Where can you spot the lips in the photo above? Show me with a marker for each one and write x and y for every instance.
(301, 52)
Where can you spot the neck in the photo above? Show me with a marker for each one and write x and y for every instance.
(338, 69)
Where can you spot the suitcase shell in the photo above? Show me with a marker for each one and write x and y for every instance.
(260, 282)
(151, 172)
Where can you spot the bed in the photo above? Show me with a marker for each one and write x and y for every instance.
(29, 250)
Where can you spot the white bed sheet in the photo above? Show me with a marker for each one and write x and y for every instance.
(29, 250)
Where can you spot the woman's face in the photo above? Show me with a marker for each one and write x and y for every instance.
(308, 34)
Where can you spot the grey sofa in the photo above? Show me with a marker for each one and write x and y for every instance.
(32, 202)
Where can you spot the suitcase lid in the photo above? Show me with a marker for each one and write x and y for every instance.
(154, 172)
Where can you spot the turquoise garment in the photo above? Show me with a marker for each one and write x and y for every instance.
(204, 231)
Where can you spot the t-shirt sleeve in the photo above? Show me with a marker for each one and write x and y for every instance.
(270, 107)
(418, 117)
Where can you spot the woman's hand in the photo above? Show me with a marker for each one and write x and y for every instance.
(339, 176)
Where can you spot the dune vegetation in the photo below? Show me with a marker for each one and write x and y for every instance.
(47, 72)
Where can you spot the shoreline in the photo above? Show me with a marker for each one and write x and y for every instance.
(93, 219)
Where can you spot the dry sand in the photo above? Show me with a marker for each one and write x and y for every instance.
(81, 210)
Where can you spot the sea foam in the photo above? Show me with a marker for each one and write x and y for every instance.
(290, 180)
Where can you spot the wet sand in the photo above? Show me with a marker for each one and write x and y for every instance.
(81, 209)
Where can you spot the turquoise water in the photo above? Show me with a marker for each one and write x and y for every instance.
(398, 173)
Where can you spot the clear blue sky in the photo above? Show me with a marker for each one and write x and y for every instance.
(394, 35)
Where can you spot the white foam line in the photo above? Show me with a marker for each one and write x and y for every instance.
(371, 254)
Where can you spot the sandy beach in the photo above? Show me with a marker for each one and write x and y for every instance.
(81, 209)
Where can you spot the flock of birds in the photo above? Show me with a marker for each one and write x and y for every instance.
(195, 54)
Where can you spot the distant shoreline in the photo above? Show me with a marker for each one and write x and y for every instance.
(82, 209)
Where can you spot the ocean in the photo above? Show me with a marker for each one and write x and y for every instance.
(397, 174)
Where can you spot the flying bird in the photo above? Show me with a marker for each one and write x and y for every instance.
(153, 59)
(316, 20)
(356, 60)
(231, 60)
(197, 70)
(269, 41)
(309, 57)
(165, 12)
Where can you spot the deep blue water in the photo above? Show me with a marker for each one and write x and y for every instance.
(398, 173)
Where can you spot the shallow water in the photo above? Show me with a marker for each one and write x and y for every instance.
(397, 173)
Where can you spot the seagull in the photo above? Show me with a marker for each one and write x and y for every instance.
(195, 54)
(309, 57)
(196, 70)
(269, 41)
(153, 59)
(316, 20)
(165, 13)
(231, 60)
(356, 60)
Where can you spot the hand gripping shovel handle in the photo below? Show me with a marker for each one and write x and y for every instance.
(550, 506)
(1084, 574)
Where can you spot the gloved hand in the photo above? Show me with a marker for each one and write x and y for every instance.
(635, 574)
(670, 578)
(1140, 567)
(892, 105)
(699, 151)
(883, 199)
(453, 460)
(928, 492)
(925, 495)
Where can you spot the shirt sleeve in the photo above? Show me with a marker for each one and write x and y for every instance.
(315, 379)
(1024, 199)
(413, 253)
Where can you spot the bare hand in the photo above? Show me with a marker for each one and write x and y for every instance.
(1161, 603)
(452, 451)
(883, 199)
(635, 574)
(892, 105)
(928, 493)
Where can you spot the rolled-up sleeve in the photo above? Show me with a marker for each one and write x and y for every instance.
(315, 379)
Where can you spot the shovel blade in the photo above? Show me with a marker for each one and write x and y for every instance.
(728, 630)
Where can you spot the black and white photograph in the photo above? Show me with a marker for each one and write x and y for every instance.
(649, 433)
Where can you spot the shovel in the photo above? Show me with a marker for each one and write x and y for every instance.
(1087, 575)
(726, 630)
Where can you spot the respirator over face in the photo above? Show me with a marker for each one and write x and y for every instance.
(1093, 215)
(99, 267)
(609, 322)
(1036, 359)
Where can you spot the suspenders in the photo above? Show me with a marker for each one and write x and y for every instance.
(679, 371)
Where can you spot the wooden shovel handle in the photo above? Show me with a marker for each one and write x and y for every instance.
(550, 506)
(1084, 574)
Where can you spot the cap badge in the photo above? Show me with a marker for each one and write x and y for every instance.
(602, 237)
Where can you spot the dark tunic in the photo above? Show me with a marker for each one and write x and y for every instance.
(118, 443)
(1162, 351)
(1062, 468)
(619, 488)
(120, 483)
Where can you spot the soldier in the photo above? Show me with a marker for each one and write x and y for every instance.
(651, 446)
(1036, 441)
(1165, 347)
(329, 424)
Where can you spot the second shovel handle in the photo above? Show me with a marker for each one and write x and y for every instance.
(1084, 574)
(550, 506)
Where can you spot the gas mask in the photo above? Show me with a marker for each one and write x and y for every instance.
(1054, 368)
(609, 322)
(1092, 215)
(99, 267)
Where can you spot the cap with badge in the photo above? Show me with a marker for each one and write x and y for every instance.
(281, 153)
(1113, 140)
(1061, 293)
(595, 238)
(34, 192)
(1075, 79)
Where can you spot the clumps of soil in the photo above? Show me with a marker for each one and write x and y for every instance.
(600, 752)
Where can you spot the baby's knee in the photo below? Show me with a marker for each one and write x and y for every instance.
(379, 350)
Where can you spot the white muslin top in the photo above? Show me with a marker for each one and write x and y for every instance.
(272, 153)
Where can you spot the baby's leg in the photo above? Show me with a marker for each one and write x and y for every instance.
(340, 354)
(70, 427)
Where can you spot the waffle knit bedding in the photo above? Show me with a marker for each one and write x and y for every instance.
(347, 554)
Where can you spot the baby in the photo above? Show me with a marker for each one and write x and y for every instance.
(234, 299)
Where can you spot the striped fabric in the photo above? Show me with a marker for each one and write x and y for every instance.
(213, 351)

......

■ EXERCISE PROMPT:
Give the listing again, word for word.

■ TASK RESPONSE:
Where can you spot the lips in the photo above? Show me with a marker for each one and write x and y for every instance.
(301, 52)
Where can you spot the neck in the photo above? Show me with a marker for each one and write x and y for every instance.
(338, 69)
Where can you spot the suitcase shell in the photo above? Show me with a marker for each one and write x and y for every instance.
(260, 282)
(151, 172)
Where can you spot the bed in the photo above? Show me with a marker for each one and write x and y for every instance.
(29, 250)
Where can you spot the white bed sheet in the photo above? Show me with a marker for each one and write x and y for every instance.
(29, 250)
Where can you spot the woman's face in the photo above? Show me with a marker for each one and write x and y for every instance.
(308, 34)
Where can you spot the grey sofa in the photo above? Show me with a marker for each one and write x and y for every instance.
(32, 202)
Where can you spot the suitcase lid in the photo above? Show me with a marker for each one and write x and y for every instance.
(154, 172)
Where can you spot the turquoise garment in the photo above? Show me with a marker for each one and write x and y for every instance.
(204, 231)
Where can you spot the t-shirt sleeve in the photo above? Show me with a marker for each one and write x and y for every instance.
(270, 107)
(418, 117)
Where can you spot the woman's hand in the photo above? Show me with a marker for each one and write x and y for every instance.
(339, 176)
Where can you spot the dune vegetation in the photo below? Show me with a marker for each one and write x and y for every instance.
(47, 72)
Where can you spot the shoreline in the photo above? Show me with a marker for each one and write x and y for every instance.
(93, 219)
Where can you spot the dry sand in the photo above? Show me with a marker for each one and write x and y for every instance.
(81, 210)
Where can you spot the sea foam in the photo above? Show me with a marker for each one and write x and y for every instance.
(290, 180)
Where can you spot the wet sand in the photo above? Show me with a marker for each one and write x and y for every instance.
(81, 209)
Where can you spot the turquoise water in the photo above? Show me with a marker for each one and write x and y for every instance.
(398, 173)
Where can you spot the clear blue sky in the photo above? Show me with a marker for each one and write x and y for every instance.
(394, 35)
Where can you spot the white foam line in the photo above? Show me with a marker for each one and write x and y for every instance.
(371, 254)
Where can you spot the sandy beach in the photo above? Show me with a marker for each one and write x and y for every instance.
(81, 209)
Where can you spot the flock of birds in the photo above? Show me with a marker for each one and write x and y for every instance.
(195, 54)
Where can you spot the distant shoreline in the photo above? Show me with a marker for each one and write x and y for every instance.
(82, 209)
Where can you spot the ocean in the photo above? Show me with a marker for each one and write x and y for every instance.
(397, 174)
Where can you spot the flying bird in the photo above? Show me with a marker for each one and write x and y for every instance.
(153, 59)
(316, 20)
(356, 60)
(231, 60)
(197, 70)
(269, 41)
(309, 57)
(165, 12)
Where can you spot the deep blue water in the photo above? Show me with a marker for each one and write x and y for every instance.
(398, 173)
Where can you spot the shallow water in the photo above? Show me with a marker for each one and write x and y for every instance.
(397, 173)
Where can you spot the seagull in the photo above? Show me with a marker for each one and write x and y for every instance.
(195, 54)
(309, 57)
(196, 70)
(269, 41)
(153, 59)
(316, 20)
(165, 13)
(231, 60)
(356, 60)
Where can you spot the hand gripping shovel handle in the photo below? Show me with a marker for each one and write x and y for every instance.
(550, 506)
(1084, 574)
Where can you spot the gloved hand in the photo above? Show me with a marker for each one and write x and y for every instance.
(635, 574)
(670, 578)
(1140, 567)
(892, 105)
(699, 151)
(883, 199)
(453, 460)
(928, 492)
(925, 495)
Where can you spot the shirt sleeve in the photo above? Show me with a marker for each one and write x and y for every instance.
(315, 379)
(1024, 199)
(413, 253)
Where can you spot the bare hand in the photo above? Show me with a marker for each one and write x and y for every instance.
(1161, 603)
(452, 451)
(883, 199)
(635, 574)
(892, 105)
(928, 493)
Where can you spot the rolled-up sleeve in the photo above? Show me with a marker for each one and write x and y for every instance.
(315, 379)
Where can you spot the shovel blade in the photo above? Show me with a marker for each one and write x and y for every instance.
(728, 630)
Where can you spot the black and white photograph in the photo above? Show me with a marker for each one and write x and y for every instance.
(649, 433)
Where can you spot the shovel in the photo above? Show me with a marker for each one and write x and y for every instance.
(1087, 575)
(726, 630)
Where can you spot the respirator over face in the photo above? Show me with a marker for each one and write x and y for every instance.
(1093, 215)
(99, 267)
(609, 322)
(1036, 359)
Where can you spot the suspenders in the photo above? Show me with a marker for each one and write x and y for every instance.
(679, 371)
Where can you spot the wooden shovel handle in the photo above? Show me with a marker for each one and write x and y for every instance.
(550, 506)
(1084, 574)
Where can you spot the cap badge in the photo above? Show me with a marker for each one and write x and y for every instance.
(602, 237)
Where can you spot the dark tunic in the photo above? Show me with a marker for each one and write x and y for every instance.
(118, 443)
(1162, 351)
(1062, 468)
(619, 488)
(120, 483)
Where can you spot the soldier in the photo above? Show me with a marker for each one and write x and y for every instance.
(651, 446)
(1036, 441)
(1165, 347)
(329, 424)
Where can you spot the second shovel handle in the photo above? Show me with a marker for each one and write x and y for every instance.
(1084, 574)
(550, 506)
Where can you spot the gas mask in the photo above? Show me with a marker for each one and write x and y for every instance.
(1054, 368)
(609, 322)
(1092, 215)
(99, 267)
Where can you spot the cap with badge in the photo above? Show me with a marker for each one and write x and y for every instance.
(281, 153)
(1113, 140)
(1061, 293)
(595, 238)
(34, 192)
(1075, 79)
Where can you spot the clumps of soil in the photo above? Show me with a marker for each one and write x and y for every instance.
(600, 752)
Where can you spot the baby's knee in the photo below? Show me with a marker for each one and write x and y for every instance.
(379, 350)
Where can you spot the white muslin top in the photo above? Show me with a marker for each one and write x and y for every instance.
(272, 153)
Where can you spot the baby's leg in the photo above? Show me with a marker for each one and write x and y for every instance.
(340, 354)
(70, 427)
Where can you spot the waffle knit bedding in the photo above? Show me with a marker for each one and write x and y for every instance.
(347, 554)
Where can you spot the baby in the photo above? Show me with a marker for each one and write x and y for every instance.
(234, 299)
Where can you spot the striped fabric in the photo above? Show me with a marker for each one and write x and y for every instance.
(213, 351)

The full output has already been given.